[Position identification records]
- - - - - - -

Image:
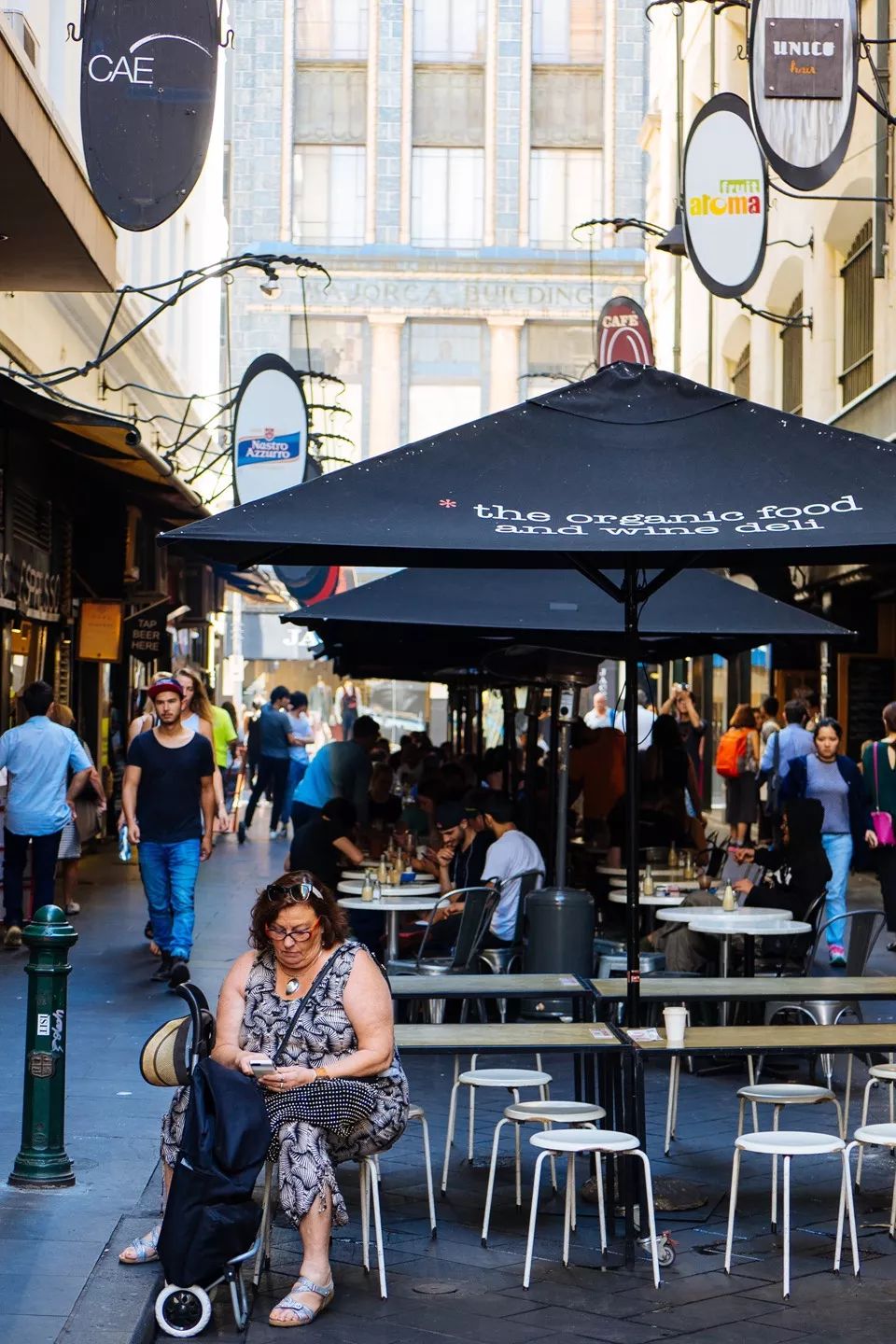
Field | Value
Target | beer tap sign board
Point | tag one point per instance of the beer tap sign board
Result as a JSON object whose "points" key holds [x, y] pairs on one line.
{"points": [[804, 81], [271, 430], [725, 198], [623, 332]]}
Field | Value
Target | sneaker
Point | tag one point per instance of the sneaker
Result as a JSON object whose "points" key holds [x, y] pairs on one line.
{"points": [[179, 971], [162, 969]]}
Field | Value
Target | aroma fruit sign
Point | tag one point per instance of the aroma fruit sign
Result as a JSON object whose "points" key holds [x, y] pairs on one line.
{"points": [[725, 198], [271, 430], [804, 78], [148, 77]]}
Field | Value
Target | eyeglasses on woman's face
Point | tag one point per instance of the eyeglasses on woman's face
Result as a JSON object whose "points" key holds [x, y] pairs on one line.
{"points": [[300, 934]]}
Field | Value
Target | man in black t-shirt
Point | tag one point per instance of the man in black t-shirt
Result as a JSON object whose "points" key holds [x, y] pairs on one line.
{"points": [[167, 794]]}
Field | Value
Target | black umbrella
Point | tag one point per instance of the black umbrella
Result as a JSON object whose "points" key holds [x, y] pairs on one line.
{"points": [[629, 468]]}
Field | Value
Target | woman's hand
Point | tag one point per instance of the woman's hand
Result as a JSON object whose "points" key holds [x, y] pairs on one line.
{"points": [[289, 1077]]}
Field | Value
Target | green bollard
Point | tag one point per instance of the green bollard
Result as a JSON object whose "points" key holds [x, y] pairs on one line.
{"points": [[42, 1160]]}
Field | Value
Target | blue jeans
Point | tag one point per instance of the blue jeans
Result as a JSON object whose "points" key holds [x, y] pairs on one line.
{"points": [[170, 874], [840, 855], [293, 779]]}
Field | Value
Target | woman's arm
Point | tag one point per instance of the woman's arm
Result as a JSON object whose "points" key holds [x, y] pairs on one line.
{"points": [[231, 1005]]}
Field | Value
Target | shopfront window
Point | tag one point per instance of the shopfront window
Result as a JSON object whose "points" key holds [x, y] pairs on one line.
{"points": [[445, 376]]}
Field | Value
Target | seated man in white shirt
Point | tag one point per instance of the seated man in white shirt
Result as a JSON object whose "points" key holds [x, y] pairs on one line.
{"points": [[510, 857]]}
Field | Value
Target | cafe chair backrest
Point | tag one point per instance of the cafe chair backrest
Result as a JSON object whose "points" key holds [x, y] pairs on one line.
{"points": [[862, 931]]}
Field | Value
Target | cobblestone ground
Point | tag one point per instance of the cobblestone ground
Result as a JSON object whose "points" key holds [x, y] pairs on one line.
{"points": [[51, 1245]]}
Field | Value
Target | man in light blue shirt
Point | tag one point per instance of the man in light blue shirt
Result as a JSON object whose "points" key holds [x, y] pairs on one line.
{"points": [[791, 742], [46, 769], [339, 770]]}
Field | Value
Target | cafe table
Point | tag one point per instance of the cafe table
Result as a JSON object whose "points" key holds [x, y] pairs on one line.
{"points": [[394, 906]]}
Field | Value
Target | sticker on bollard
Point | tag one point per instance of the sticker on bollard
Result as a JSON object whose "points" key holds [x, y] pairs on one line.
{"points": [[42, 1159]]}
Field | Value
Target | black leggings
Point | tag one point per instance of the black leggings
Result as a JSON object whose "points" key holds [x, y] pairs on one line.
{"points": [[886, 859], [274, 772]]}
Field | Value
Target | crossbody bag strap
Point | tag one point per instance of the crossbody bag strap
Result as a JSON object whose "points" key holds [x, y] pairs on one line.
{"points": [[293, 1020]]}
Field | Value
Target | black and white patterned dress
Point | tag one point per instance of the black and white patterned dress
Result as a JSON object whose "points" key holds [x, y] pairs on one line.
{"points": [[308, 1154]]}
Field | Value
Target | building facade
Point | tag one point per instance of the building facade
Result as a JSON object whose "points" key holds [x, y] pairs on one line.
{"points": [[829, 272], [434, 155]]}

- - - - - - -

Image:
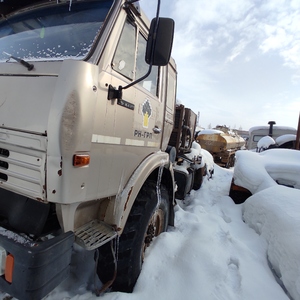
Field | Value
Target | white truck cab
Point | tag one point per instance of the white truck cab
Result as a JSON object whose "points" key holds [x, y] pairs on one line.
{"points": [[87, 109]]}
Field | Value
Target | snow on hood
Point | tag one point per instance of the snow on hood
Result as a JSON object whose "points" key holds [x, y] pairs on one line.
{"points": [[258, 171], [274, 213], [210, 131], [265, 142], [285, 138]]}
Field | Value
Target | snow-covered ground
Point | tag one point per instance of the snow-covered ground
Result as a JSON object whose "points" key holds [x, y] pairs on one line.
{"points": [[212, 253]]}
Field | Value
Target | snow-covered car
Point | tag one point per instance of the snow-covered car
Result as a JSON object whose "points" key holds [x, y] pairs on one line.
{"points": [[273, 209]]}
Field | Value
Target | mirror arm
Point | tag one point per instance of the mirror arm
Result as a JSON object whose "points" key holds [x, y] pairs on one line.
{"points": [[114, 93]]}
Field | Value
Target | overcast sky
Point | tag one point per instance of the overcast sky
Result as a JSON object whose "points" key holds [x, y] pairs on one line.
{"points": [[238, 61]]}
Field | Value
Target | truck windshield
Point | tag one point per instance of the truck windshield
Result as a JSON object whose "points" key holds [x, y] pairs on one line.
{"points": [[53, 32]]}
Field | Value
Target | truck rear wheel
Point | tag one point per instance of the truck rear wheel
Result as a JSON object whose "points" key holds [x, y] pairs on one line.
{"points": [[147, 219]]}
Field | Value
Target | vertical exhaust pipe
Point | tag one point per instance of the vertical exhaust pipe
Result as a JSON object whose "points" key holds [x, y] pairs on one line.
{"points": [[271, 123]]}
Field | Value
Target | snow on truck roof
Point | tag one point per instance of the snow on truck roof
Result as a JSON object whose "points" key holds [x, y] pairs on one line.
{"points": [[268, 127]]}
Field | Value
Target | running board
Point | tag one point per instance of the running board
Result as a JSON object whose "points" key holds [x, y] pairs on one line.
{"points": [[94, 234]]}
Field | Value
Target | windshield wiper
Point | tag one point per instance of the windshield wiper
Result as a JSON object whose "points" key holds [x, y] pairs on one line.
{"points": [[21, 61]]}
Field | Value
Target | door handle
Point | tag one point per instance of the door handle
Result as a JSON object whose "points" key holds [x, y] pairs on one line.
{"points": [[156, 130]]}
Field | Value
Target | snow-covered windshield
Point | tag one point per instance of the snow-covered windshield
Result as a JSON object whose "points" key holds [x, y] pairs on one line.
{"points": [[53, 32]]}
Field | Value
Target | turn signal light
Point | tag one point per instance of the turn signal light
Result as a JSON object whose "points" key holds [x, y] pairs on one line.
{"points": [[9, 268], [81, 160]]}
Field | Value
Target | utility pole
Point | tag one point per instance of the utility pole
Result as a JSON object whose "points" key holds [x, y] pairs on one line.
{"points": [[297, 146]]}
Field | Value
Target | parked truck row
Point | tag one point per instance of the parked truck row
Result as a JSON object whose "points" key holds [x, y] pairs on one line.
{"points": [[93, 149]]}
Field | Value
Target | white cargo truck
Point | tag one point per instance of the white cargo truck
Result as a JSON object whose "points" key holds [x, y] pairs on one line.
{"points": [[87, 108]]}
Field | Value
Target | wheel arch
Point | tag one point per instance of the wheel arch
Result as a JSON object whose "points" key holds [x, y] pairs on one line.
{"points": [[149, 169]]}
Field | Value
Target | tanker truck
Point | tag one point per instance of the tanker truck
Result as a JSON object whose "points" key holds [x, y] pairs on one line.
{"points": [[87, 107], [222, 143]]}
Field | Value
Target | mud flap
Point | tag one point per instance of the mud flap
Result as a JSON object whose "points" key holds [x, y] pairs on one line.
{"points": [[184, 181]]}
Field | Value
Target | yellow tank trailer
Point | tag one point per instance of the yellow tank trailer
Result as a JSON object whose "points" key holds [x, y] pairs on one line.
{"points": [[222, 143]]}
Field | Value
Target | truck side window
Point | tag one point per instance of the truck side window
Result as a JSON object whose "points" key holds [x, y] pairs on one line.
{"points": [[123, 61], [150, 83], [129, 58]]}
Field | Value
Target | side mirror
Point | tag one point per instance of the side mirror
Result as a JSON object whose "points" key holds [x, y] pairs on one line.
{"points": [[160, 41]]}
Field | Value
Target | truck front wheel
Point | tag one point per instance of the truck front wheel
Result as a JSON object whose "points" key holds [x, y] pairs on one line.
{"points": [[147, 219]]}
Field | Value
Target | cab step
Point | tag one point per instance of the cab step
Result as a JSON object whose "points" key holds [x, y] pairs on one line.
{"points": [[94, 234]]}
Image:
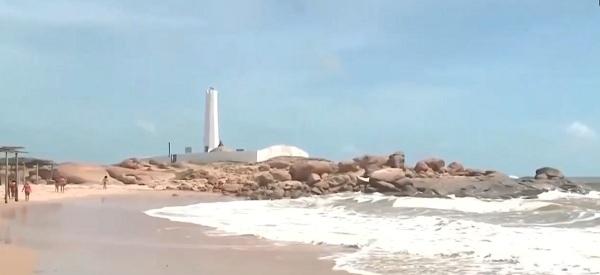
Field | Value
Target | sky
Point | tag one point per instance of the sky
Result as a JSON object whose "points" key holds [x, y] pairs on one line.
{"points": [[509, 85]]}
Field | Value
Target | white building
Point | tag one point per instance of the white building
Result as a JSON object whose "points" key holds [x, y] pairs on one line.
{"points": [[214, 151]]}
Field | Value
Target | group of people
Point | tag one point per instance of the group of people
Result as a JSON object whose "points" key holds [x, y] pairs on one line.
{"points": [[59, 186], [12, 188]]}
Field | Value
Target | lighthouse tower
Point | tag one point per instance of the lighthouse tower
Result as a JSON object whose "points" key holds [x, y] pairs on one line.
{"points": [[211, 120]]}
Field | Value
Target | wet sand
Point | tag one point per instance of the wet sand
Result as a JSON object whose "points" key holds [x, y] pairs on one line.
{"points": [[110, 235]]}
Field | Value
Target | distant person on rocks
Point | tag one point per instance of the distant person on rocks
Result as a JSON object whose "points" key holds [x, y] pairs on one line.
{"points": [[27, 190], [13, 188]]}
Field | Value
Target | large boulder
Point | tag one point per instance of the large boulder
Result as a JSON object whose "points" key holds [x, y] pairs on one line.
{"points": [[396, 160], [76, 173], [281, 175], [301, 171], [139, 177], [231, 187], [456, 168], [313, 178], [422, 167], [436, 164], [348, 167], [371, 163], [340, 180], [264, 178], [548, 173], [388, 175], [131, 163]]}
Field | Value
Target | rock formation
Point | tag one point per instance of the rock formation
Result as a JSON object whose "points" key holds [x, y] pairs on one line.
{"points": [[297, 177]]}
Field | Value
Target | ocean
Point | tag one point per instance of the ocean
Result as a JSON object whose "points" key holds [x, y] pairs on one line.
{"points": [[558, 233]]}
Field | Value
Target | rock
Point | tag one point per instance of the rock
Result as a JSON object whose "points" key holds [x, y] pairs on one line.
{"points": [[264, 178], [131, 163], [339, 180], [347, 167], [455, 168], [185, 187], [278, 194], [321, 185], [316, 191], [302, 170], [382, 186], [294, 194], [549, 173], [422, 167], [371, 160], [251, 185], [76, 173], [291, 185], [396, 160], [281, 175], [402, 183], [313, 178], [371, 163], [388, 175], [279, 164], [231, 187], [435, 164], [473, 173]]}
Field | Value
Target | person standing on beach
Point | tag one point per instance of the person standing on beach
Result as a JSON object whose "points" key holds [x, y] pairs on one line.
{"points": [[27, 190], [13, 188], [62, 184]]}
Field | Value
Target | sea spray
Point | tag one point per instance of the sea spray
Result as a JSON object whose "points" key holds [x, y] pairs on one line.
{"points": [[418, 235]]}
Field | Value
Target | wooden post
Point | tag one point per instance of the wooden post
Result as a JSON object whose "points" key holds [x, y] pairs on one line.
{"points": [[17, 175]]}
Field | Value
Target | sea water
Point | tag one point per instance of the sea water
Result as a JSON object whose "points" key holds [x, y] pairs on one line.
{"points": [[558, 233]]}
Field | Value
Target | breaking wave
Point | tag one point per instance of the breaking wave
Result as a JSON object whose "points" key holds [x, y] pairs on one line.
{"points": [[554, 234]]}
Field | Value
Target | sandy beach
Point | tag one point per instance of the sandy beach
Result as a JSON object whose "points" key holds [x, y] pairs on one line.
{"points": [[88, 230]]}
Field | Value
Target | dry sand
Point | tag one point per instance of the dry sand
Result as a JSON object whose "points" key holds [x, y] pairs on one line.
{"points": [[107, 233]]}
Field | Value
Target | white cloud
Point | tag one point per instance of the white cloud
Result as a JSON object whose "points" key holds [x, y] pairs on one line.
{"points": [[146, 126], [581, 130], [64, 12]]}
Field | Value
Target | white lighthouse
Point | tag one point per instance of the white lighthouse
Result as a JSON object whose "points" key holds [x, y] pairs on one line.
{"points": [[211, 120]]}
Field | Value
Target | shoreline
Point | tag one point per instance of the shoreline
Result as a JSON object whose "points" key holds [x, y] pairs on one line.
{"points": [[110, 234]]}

- - - - - - -

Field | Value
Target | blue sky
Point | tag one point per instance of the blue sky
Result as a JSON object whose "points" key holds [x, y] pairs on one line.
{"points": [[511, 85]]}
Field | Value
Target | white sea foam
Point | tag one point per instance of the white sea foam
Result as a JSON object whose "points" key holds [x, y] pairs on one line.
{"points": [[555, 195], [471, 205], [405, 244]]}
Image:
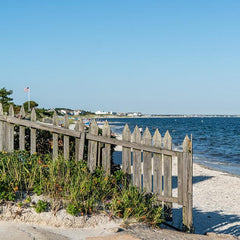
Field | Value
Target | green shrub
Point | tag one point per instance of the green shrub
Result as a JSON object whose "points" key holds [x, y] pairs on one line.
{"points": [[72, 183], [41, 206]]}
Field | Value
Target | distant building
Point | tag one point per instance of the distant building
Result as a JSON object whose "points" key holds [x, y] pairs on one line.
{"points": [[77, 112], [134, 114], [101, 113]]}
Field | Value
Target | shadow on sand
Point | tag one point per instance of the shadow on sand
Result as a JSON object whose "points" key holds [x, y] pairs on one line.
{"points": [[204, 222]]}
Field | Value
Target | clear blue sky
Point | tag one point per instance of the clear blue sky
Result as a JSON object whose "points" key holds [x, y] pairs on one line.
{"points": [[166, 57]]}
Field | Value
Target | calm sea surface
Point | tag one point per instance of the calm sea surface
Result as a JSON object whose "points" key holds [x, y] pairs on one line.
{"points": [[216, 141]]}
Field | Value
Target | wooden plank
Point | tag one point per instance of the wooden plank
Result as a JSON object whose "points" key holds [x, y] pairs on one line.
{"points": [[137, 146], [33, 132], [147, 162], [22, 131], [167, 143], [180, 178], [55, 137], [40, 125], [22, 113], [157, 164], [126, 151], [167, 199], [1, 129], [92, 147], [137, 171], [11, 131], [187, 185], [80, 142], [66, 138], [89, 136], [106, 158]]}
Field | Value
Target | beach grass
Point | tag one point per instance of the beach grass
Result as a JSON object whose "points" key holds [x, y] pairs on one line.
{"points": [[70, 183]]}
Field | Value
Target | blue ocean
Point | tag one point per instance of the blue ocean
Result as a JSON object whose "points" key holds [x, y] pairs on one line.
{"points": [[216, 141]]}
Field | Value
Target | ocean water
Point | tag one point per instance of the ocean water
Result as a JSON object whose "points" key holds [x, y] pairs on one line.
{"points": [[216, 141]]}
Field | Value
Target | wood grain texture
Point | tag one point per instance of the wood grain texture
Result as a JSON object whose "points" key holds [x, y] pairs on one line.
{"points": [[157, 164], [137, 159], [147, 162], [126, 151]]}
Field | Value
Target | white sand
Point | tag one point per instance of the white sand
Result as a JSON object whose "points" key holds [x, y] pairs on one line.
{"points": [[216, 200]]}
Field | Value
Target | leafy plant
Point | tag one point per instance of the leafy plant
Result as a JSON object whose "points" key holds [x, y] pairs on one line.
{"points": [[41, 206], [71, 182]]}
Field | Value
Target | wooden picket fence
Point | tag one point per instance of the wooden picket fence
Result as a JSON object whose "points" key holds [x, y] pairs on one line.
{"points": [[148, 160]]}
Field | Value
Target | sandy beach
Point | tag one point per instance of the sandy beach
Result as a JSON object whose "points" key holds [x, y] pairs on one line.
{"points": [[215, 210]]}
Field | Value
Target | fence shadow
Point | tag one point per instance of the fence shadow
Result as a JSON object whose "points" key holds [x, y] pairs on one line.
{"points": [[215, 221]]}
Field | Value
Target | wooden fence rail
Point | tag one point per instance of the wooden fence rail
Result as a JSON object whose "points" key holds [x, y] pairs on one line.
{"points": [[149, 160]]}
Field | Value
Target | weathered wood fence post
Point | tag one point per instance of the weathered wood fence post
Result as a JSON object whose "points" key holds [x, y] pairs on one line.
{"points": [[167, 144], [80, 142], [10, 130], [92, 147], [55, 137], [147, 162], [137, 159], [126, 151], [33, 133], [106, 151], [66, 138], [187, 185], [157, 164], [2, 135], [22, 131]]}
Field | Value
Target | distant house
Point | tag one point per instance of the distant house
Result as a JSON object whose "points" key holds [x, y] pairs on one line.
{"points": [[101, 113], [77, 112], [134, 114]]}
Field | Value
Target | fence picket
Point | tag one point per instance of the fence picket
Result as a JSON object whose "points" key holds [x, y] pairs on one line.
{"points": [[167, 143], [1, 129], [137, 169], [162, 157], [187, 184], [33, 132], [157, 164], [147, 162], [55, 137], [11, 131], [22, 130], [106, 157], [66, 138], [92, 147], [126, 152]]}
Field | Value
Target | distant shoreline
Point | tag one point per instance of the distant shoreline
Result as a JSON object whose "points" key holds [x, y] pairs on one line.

- - - - - - -

Goal of the exercise
Show every line in the entries above that contains the word "windshield".

Result
Target | truck windshield
Point | tag one point per instance of the truck windshield
Target | windshield wiper
Point | tag one point per instance of the windshield wiper
Target | snow-covered windshield
Point | tag one point per instance of the snow-covered windshield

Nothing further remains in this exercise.